Render every line of the items below as a numbered list, skipping blank lines and omitting the pictures.

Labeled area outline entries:
* * * * * * * * *
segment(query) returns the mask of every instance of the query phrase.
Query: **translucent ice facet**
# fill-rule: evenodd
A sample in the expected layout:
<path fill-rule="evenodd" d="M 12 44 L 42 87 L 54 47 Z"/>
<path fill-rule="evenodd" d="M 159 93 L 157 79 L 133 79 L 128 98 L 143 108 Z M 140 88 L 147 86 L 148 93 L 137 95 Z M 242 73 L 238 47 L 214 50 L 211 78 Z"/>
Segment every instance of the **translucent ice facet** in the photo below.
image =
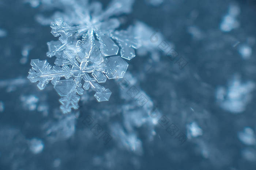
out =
* * * * * * * * *
Task output:
1. segment(query) returns the mask of every instance of the query phrase.
2. Query: **translucent ice facet**
3. # fill-rule: evenodd
4. A sample in the expected layout:
5. <path fill-rule="evenodd" d="M 12 44 L 42 87 L 54 47 Z"/>
6. <path fill-rule="evenodd" d="M 159 93 L 157 79 L 133 79 L 128 98 L 143 108 Z M 140 88 L 147 86 L 148 93 L 137 95 Z M 242 73 L 238 47 L 214 50 L 211 78 Z"/>
7. Segment every instance of the **translucent ice facet** in the photo below.
8. image =
9. out =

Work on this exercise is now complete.